### Task directions
Repeat the data below exactly, dropping any pictures it holds.

### Recorded data
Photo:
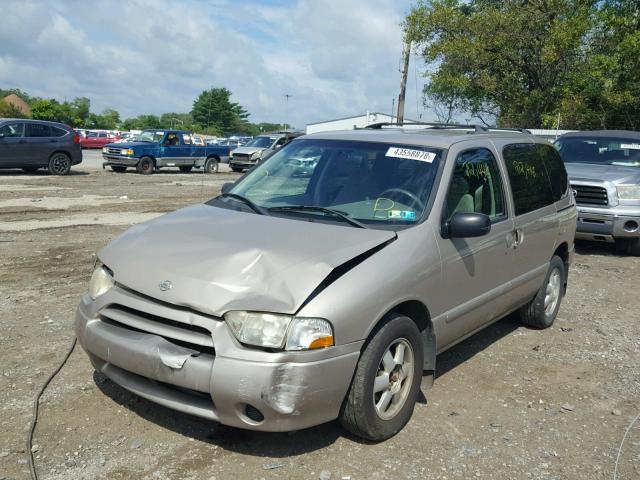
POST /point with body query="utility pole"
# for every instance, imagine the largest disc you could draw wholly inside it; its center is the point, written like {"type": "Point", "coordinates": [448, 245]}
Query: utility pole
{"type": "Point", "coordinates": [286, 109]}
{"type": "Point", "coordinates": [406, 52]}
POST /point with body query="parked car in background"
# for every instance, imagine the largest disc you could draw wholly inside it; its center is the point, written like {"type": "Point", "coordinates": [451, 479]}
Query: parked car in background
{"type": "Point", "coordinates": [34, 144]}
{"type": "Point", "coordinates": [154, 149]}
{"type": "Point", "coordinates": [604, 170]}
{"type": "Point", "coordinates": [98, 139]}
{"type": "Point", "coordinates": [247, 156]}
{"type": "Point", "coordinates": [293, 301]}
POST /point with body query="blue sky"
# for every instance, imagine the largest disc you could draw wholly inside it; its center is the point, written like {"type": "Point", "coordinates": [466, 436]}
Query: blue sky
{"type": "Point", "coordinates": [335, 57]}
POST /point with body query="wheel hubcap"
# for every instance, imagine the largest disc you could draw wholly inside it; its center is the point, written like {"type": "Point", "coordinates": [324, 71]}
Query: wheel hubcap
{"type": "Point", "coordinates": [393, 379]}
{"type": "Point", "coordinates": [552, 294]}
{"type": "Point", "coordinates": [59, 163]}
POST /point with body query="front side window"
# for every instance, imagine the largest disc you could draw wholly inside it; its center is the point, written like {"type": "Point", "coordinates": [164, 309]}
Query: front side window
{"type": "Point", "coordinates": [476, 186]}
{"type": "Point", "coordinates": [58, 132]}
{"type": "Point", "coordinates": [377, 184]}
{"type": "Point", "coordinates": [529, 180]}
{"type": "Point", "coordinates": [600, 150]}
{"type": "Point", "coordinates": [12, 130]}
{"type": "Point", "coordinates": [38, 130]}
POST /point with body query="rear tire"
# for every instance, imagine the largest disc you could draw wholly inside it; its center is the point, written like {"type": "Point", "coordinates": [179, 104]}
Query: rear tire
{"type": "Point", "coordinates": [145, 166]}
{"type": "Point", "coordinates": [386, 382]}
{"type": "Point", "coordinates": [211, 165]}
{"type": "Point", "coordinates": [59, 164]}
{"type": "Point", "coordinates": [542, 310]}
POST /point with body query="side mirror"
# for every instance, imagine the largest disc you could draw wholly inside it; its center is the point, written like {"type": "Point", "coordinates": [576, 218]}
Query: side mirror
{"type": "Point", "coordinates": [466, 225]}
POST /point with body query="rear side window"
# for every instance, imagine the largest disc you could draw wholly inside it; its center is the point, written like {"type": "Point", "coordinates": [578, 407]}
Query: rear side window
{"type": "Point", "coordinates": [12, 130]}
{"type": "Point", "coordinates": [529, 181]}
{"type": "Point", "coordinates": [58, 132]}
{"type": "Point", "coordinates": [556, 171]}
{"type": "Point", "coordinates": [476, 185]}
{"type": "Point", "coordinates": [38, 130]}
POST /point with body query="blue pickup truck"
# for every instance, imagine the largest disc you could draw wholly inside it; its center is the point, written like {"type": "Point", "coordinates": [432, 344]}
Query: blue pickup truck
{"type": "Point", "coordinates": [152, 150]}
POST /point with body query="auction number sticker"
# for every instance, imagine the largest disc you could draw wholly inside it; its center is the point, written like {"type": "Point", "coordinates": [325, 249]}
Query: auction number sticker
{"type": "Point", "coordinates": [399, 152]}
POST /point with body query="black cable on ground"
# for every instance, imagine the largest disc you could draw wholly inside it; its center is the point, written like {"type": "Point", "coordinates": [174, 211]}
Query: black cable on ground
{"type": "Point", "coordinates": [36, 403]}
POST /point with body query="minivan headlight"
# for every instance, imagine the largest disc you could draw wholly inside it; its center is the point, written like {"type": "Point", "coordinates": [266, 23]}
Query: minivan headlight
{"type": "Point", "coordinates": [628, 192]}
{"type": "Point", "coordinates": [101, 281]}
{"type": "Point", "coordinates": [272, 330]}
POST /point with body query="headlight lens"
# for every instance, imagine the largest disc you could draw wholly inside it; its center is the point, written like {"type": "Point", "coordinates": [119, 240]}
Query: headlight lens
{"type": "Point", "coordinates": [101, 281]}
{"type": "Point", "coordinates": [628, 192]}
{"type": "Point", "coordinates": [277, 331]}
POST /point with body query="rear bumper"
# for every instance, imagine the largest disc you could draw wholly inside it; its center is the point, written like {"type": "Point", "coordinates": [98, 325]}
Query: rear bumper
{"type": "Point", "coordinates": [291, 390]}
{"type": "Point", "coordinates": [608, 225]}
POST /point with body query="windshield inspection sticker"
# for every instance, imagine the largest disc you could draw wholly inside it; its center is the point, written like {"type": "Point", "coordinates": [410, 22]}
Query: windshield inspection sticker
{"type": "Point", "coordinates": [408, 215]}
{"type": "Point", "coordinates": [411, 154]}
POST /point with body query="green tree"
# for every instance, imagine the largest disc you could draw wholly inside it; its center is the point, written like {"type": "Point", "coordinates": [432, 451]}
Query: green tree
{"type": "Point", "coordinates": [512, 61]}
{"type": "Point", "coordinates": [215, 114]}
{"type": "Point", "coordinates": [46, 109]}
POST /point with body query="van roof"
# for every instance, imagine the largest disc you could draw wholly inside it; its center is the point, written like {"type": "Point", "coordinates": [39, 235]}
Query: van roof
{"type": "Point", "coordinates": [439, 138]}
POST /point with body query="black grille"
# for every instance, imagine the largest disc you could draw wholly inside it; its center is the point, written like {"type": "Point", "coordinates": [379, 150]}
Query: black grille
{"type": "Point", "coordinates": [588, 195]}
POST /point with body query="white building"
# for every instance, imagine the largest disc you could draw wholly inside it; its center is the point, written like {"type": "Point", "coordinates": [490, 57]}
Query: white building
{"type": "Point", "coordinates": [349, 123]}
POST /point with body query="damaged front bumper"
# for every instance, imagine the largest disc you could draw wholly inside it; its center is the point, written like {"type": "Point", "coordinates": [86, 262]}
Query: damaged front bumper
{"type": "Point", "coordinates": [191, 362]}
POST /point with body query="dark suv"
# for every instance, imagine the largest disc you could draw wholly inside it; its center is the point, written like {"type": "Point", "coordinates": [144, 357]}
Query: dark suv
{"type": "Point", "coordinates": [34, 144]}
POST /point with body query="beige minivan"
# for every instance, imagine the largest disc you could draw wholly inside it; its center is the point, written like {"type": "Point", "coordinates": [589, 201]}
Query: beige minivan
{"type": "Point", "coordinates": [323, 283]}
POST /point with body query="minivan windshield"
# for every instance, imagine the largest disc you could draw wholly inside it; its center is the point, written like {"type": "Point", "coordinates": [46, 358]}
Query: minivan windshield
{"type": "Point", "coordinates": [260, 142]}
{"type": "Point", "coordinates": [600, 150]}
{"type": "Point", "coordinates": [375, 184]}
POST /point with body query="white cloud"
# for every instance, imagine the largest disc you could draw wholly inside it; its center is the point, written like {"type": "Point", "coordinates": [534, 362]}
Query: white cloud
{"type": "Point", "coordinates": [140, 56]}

### Task answer
Photo:
POST /point with body query="utility pole"
# for every instance, imagine the largest disc you could draw wholly inside it; its center is the point, written like {"type": "Point", "coordinates": [448, 245]}
Query: utility pole
{"type": "Point", "coordinates": [286, 109]}
{"type": "Point", "coordinates": [406, 52]}
POST /point with body query="parked car in background"
# for every instance, imagine the largest disc you could draw wholly inside it; its center is the point, written like {"type": "Point", "coordinates": [451, 479]}
Query: parked car in background
{"type": "Point", "coordinates": [34, 144]}
{"type": "Point", "coordinates": [154, 149]}
{"type": "Point", "coordinates": [604, 170]}
{"type": "Point", "coordinates": [98, 139]}
{"type": "Point", "coordinates": [247, 156]}
{"type": "Point", "coordinates": [293, 301]}
POST /point with body query="blue sky"
# for every instance, imagine the largest disc you could draw wholly inside it; its center is the point, written like {"type": "Point", "coordinates": [466, 436]}
Query: blue sky
{"type": "Point", "coordinates": [335, 57]}
POST /point with body query="wheel hubcap"
# for every instance, imagine the largest disc you could draw wholly inside it; its center is the point, written like {"type": "Point", "coordinates": [324, 71]}
Query: wheel hubcap
{"type": "Point", "coordinates": [393, 379]}
{"type": "Point", "coordinates": [552, 294]}
{"type": "Point", "coordinates": [59, 163]}
POST /point with body query="front side window"
# for every instance, imagine the largest disc you could draw wholly inside it; its center is the point, written like {"type": "Point", "coordinates": [164, 309]}
Query: front side window
{"type": "Point", "coordinates": [476, 186]}
{"type": "Point", "coordinates": [58, 132]}
{"type": "Point", "coordinates": [377, 184]}
{"type": "Point", "coordinates": [529, 180]}
{"type": "Point", "coordinates": [600, 150]}
{"type": "Point", "coordinates": [12, 130]}
{"type": "Point", "coordinates": [38, 130]}
POST /point with body query="rear tire"
# for every instance, imagine the largest disc you could draw wholly inside it; its center is the point, written like {"type": "Point", "coordinates": [179, 104]}
Query: rear tire
{"type": "Point", "coordinates": [145, 166]}
{"type": "Point", "coordinates": [386, 382]}
{"type": "Point", "coordinates": [211, 165]}
{"type": "Point", "coordinates": [59, 164]}
{"type": "Point", "coordinates": [542, 310]}
POST /point with body query="side mirror"
# for every instance, imagine the largest disc you could draw wholly inside it; its center is the point, written like {"type": "Point", "coordinates": [576, 218]}
Query: side mirror
{"type": "Point", "coordinates": [466, 225]}
POST /point with body query="rear side window"
# for every instance, imagine the largest disc you could draw wholly inside it; its center is the point, written like {"type": "Point", "coordinates": [578, 407]}
Query: rear side window
{"type": "Point", "coordinates": [12, 130]}
{"type": "Point", "coordinates": [529, 181]}
{"type": "Point", "coordinates": [58, 132]}
{"type": "Point", "coordinates": [556, 171]}
{"type": "Point", "coordinates": [476, 185]}
{"type": "Point", "coordinates": [38, 130]}
POST /point with body query="blue pickup truck"
# for every instance, imagine the largest disc you could draw wholly inside it; its center is the point, written like {"type": "Point", "coordinates": [432, 344]}
Query: blue pickup truck
{"type": "Point", "coordinates": [152, 150]}
POST /point with body query="auction number sticker"
# for every instance, imagine the largest disc you could draw wholly inside it; its center is the point, written like {"type": "Point", "coordinates": [325, 249]}
Query: auction number sticker
{"type": "Point", "coordinates": [399, 152]}
POST /point with body query="black cable on ground"
# for every instance, imagine the largest disc you could draw wholly inside it; its center is the point, written like {"type": "Point", "coordinates": [174, 211]}
Query: black cable on ground
{"type": "Point", "coordinates": [36, 403]}
POST /point with body query="minivan headlight"
# for every instance, imagine the largest disc you could draw wholly inside it; its center is the point, written like {"type": "Point", "coordinates": [266, 23]}
Query: minivan headlight
{"type": "Point", "coordinates": [628, 192]}
{"type": "Point", "coordinates": [101, 281]}
{"type": "Point", "coordinates": [272, 330]}
POST /point with body query="headlight lens"
# for every instance, imagine the largest disc you could draw wholly inside it; its center is the point, written like {"type": "Point", "coordinates": [119, 240]}
Query: headlight lens
{"type": "Point", "coordinates": [101, 281]}
{"type": "Point", "coordinates": [628, 192]}
{"type": "Point", "coordinates": [277, 331]}
POST /point with body query="rear bumper"
# for every instance, imagine the largest disc you could draw wholly inside it; its center is the point, written like {"type": "Point", "coordinates": [98, 325]}
Query: rear bumper
{"type": "Point", "coordinates": [291, 390]}
{"type": "Point", "coordinates": [608, 225]}
POST /point with body query="windshield inspection sticker"
# for every instance, imagine the largest disc you could draw wholly inside it; its center is the point, written like {"type": "Point", "coordinates": [410, 22]}
Query: windshield inspection sticker
{"type": "Point", "coordinates": [408, 215]}
{"type": "Point", "coordinates": [411, 154]}
POST /point with body query="green tree"
# for every instance, imagine the largest disc you could draw wholly inside it; its center is the point, written like {"type": "Point", "coordinates": [432, 451]}
Query: green tree
{"type": "Point", "coordinates": [512, 61]}
{"type": "Point", "coordinates": [215, 114]}
{"type": "Point", "coordinates": [46, 109]}
POST /point with body query="van roof"
# for every instance, imagine the largest disc you could draw wholly inside it; its center is the point, written like {"type": "Point", "coordinates": [39, 235]}
Query: van roof
{"type": "Point", "coordinates": [439, 138]}
POST /point with body query="black grille"
# for every instance, imagine the largest disc you could draw wholly inside it; its center is the point, written like {"type": "Point", "coordinates": [379, 150]}
Query: black grille
{"type": "Point", "coordinates": [588, 195]}
POST /point with body query="white building"
# for every instance, imagine the largest disc you could draw wholly inside it; its center is the point, written like {"type": "Point", "coordinates": [490, 57]}
Query: white building
{"type": "Point", "coordinates": [349, 123]}
POST /point with body query="damaged front bumper"
# for every instance, imagine the largest disc you could draw wholly inside it; its center is the point, written like {"type": "Point", "coordinates": [86, 262]}
Query: damaged front bumper
{"type": "Point", "coordinates": [191, 362]}
POST /point with body query="dark suv"
# for every instance, imagine the largest disc you could draw wholly inside it; its center is the point, written like {"type": "Point", "coordinates": [144, 357]}
Query: dark suv
{"type": "Point", "coordinates": [34, 144]}
POST /point with body query="beige minivan"
# for every instance, imagine the largest disc you could draw wholly inside it; its center is the point, written like {"type": "Point", "coordinates": [589, 201]}
Query: beige minivan
{"type": "Point", "coordinates": [323, 283]}
POST /point with body query="minivan windshield"
# for every instance, imagine the largest disc you could draw wholly inside it; its center is the point, written like {"type": "Point", "coordinates": [46, 358]}
Query: minivan windshield
{"type": "Point", "coordinates": [260, 142]}
{"type": "Point", "coordinates": [600, 150]}
{"type": "Point", "coordinates": [375, 184]}
POST /point with body query="white cloud"
# for every instance, imagine the largest disc you could draw wholly inside it; its center is the point, written like {"type": "Point", "coordinates": [534, 362]}
Query: white cloud
{"type": "Point", "coordinates": [140, 56]}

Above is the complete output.